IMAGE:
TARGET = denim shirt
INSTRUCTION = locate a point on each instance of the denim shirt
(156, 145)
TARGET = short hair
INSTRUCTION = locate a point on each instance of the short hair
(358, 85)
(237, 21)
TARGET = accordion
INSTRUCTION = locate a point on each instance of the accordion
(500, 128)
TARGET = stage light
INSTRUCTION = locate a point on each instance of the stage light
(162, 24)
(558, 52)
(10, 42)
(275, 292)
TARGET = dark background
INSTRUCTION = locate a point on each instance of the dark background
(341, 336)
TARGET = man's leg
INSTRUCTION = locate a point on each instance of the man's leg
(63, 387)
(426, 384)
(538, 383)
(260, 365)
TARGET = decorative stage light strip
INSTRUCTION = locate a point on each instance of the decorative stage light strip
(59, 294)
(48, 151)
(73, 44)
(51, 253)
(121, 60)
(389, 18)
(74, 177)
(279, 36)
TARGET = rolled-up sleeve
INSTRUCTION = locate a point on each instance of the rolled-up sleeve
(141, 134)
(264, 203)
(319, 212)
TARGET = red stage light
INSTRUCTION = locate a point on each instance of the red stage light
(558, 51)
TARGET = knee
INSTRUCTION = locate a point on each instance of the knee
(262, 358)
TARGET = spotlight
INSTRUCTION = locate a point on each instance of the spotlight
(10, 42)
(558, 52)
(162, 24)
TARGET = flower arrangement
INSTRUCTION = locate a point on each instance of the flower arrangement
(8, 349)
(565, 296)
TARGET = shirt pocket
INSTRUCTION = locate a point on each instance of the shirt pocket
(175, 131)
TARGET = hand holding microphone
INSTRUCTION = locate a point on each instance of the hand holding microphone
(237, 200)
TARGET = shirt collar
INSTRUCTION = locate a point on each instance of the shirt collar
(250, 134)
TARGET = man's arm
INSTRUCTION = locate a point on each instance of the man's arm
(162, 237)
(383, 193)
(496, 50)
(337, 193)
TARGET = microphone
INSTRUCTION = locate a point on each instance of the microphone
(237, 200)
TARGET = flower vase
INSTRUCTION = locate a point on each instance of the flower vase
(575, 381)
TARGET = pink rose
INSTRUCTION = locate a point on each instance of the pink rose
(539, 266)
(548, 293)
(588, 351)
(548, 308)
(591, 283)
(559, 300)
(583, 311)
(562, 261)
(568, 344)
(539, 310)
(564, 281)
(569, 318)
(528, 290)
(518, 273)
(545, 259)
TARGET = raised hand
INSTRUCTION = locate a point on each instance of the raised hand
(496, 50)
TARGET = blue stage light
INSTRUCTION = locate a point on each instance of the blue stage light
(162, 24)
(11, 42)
========
## WORK TO DO
Lay out every line of the data above as a numbered list, omitting any blank lines.

## EXPECTED OUTPUT
1. IMAGE:
2. TARGET = denim shirt
3. INSTRUCTION = locate a point on each instance of the denim shirt
4. (156, 145)
5. TARGET = short hair
6. INSTRUCTION = locate a point on each instance of the short hair
7. (358, 85)
8. (237, 21)
9. TARGET = accordion
10. INSTRUCTION = locate a point on each instance of the accordion
11. (500, 128)
12. TARGET = stage light
13. INSTRUCTION = locate a point on each instance of the stage light
14. (162, 24)
15. (558, 52)
16. (10, 42)
17. (275, 292)
18. TARGET = dark background
19. INSTRUCTION = locate a point on each instance of the dark background
20. (341, 336)
21. TARGET = man's leg
22. INSTRUCTION = locate a point on each instance of the man's leg
23. (63, 387)
24. (426, 384)
25. (538, 383)
26. (260, 365)
27. TARGET = decorative stage light strip
28. INSTRUCTION = locate a point on each instance of the decorative stage light strip
29. (59, 294)
30. (48, 151)
31. (73, 44)
32. (51, 253)
33. (121, 60)
34. (389, 18)
35. (74, 177)
36. (279, 36)
37. TARGET = rolled-up sleeve
38. INSTRUCTION = locate a point on each instance of the rolled-up sleeve
39. (141, 134)
40. (264, 203)
41. (319, 212)
42. TARGET = red stage light
43. INSTRUCTION = locate a point on each instance of the red stage light
44. (558, 51)
45. TARGET = knee
46. INSTRUCTION = locate a point on each instance of the knee
47. (262, 358)
48. TARGET = spotlight
49. INSTRUCTION = locate a point on each instance of the spotlight
50. (10, 42)
51. (558, 52)
52. (162, 24)
53. TARGET = flower arrangement
54. INSTRUCTION = locate a point on each instance of the flower arrangement
55. (8, 349)
56. (565, 296)
57. TARGET = shirt pocket
58. INSTRUCTION = locate a point on each instance of the shirt pocket
59. (175, 131)
60. TARGET = hand holding microphone
61. INSTRUCTION = locate a point on each instance of the hand holding microphone
62. (237, 200)
63. TARGET = shirt collar
64. INSTRUCTION = locate a point on each instance of the shirt collar
65. (250, 134)
66. TARGET = man's arm
67. INSTRUCTION = locate a point on each instance of the man's arm
68. (162, 237)
69. (383, 193)
70. (496, 50)
71. (337, 193)
72. TARGET = microphone
73. INSTRUCTION = locate a point on each instance of the microphone
74. (237, 200)
75. TARGET = flower vase
76. INSTRUCTION = locate a point on each instance of the flower vase
77. (575, 381)
78. TARGET = pink rose
79. INSTRUCTION = locate a point on each instance of the pink rose
80. (539, 266)
81. (548, 293)
82. (588, 351)
83. (548, 308)
84. (591, 283)
85. (559, 300)
86. (583, 311)
87. (562, 261)
88. (568, 344)
89. (539, 310)
90. (564, 281)
91. (569, 318)
92. (528, 290)
93. (518, 273)
94. (545, 259)
95. TARGET = raised hand
96. INSTRUCTION = locate a point on each instance of the raised hand
97. (496, 50)
98. TARGET = blue stage light
99. INSTRUCTION = locate a point on each instance of the blue stage light
100. (162, 24)
101. (11, 42)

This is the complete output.